> _WHAT YOU WILL DO_
Which lines of the entries contain the string "sideboard"? Copy each of them.

> _DATA SHOWN_

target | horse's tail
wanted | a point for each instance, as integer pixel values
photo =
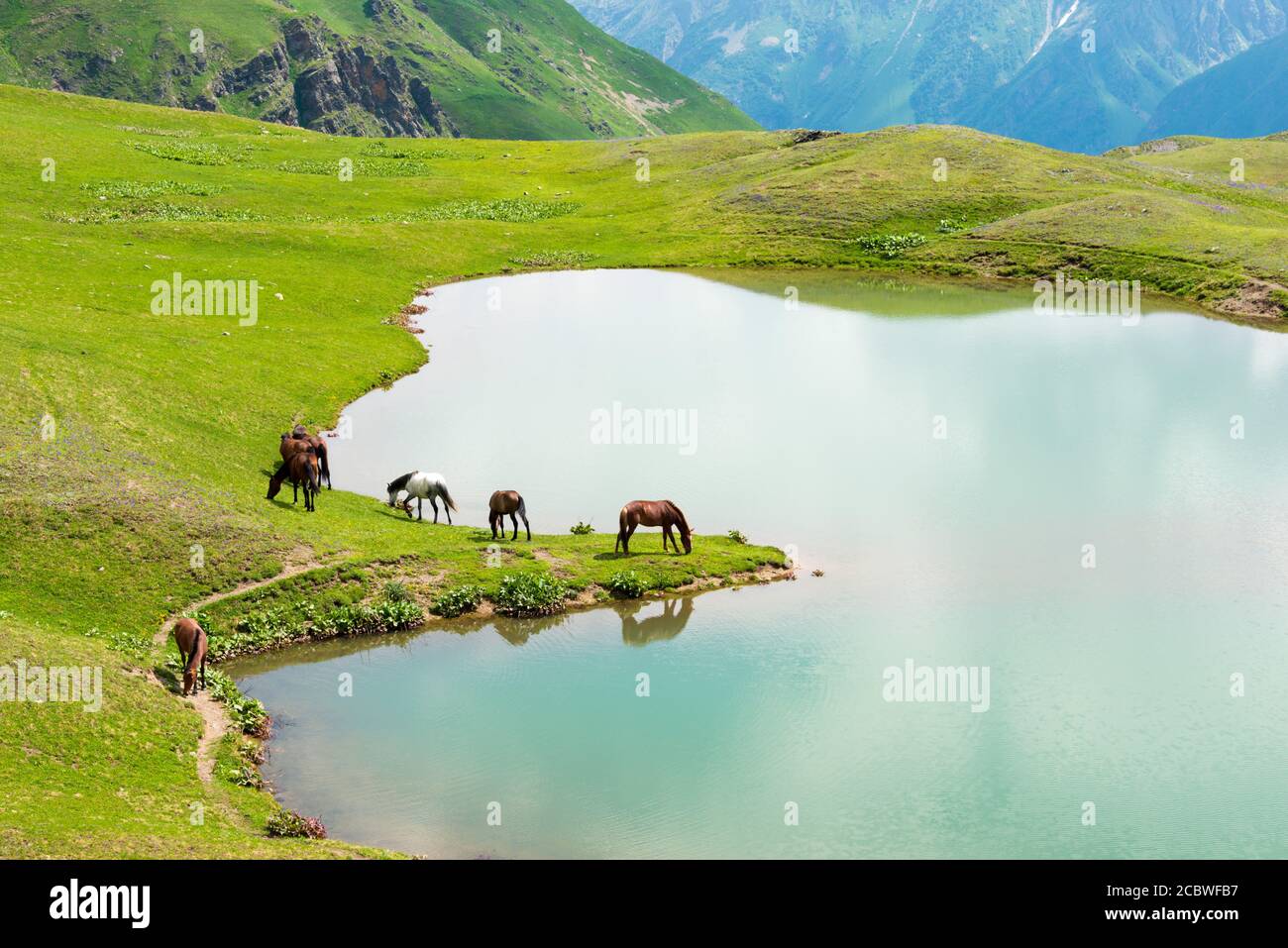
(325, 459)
...
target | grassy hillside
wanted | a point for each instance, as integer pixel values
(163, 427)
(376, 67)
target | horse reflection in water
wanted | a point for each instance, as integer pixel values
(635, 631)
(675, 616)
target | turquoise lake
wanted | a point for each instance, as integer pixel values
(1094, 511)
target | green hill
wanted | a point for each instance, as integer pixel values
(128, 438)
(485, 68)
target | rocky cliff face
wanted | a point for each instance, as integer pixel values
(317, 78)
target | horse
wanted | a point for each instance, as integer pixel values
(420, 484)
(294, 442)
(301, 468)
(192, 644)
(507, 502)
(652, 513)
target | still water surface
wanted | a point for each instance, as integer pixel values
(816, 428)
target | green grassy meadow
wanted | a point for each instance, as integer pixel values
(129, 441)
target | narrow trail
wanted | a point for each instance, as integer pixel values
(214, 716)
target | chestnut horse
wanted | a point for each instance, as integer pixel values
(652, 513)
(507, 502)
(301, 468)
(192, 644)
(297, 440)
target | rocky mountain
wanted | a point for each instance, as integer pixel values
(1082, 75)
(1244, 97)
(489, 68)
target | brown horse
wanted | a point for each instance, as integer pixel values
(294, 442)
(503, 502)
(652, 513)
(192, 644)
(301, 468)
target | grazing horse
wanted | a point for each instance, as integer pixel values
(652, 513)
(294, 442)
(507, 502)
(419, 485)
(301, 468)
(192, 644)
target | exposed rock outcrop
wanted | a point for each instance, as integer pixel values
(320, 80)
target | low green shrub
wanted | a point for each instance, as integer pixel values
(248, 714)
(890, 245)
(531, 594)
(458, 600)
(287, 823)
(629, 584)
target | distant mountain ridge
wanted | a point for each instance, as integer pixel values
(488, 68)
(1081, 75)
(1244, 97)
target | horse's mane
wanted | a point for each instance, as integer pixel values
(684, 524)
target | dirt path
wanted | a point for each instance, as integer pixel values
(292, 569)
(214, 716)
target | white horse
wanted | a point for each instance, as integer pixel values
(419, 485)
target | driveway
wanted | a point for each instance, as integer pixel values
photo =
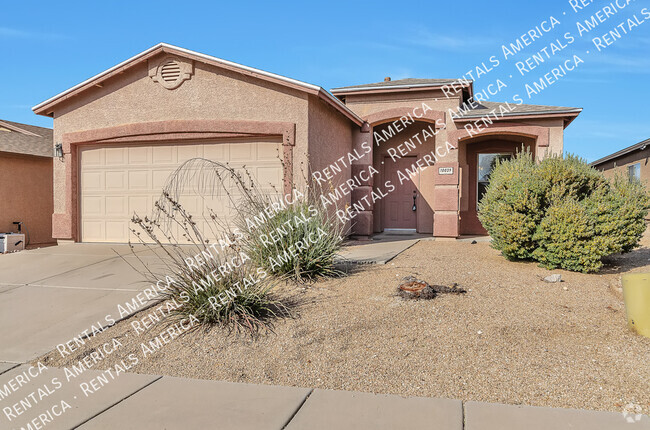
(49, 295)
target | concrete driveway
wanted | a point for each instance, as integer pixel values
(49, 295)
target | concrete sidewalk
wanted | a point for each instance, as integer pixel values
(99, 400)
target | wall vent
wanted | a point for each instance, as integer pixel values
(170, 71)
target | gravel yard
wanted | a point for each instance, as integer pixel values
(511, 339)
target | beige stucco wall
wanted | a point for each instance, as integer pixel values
--
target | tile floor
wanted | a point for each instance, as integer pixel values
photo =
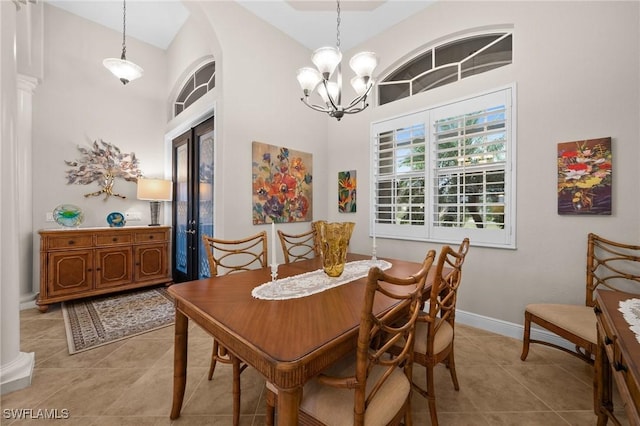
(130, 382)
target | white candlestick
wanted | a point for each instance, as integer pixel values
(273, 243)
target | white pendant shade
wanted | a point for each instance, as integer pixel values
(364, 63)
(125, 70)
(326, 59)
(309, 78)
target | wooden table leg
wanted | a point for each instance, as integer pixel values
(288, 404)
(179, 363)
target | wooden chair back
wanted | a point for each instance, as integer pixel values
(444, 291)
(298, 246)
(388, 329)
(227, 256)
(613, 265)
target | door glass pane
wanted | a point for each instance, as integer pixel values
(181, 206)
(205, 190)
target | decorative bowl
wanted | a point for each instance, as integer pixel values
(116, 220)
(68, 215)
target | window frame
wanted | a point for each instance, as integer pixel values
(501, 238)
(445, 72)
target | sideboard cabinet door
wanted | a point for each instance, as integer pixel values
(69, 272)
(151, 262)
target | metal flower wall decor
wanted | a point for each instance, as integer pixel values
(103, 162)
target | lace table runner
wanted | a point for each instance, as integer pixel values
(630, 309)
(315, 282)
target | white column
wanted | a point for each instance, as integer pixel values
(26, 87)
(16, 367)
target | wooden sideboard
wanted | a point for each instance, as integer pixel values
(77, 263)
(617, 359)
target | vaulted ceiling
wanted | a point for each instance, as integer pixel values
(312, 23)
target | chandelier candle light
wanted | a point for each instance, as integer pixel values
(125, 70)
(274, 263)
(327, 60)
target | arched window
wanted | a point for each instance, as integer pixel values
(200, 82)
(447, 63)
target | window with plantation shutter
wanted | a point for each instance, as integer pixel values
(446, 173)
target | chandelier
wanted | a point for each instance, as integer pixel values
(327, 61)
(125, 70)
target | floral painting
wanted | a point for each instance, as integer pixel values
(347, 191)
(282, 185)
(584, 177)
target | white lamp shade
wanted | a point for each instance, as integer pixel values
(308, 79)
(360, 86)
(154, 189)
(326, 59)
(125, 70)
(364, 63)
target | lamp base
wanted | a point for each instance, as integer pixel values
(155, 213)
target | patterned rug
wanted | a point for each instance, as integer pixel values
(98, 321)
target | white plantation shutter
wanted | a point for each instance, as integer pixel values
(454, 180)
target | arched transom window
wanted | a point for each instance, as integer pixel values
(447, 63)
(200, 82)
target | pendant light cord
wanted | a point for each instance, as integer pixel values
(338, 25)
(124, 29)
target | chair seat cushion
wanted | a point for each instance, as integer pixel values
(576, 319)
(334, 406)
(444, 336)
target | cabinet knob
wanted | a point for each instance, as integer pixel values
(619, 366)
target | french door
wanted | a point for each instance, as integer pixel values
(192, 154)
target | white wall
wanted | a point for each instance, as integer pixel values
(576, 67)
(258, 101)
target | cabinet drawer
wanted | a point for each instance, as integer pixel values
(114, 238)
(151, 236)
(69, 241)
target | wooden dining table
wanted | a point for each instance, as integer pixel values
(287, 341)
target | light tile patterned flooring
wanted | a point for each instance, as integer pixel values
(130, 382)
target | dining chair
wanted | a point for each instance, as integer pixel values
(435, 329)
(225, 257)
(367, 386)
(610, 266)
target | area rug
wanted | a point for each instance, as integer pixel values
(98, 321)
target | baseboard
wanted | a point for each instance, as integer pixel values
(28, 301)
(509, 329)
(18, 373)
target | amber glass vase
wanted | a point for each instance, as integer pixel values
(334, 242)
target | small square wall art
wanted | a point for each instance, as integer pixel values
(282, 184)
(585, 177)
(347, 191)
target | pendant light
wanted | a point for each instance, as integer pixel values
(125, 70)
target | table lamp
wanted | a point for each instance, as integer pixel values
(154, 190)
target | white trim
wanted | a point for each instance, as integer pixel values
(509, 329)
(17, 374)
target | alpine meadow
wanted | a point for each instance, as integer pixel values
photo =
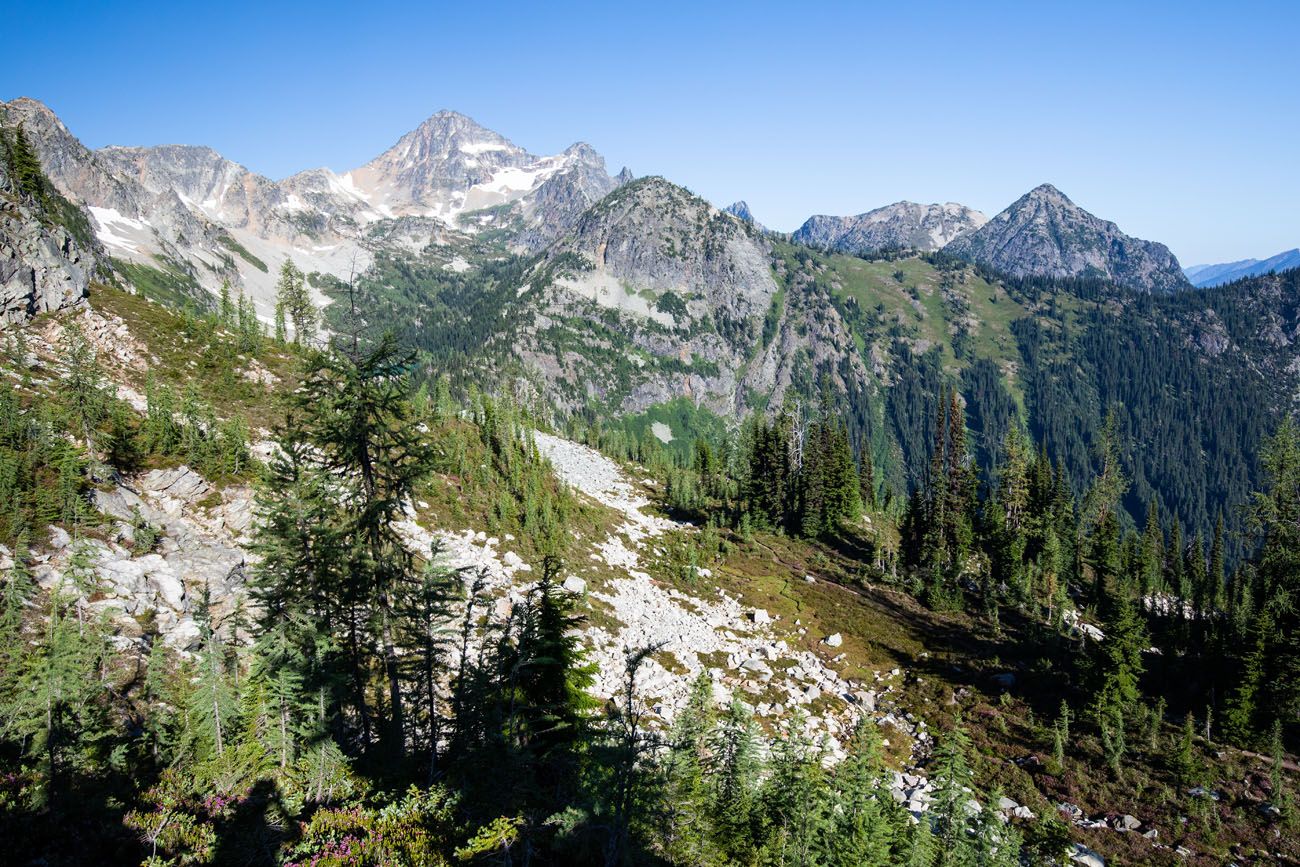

> _RESPONSE_
target | sideboard cabinet door
target | wooden sideboard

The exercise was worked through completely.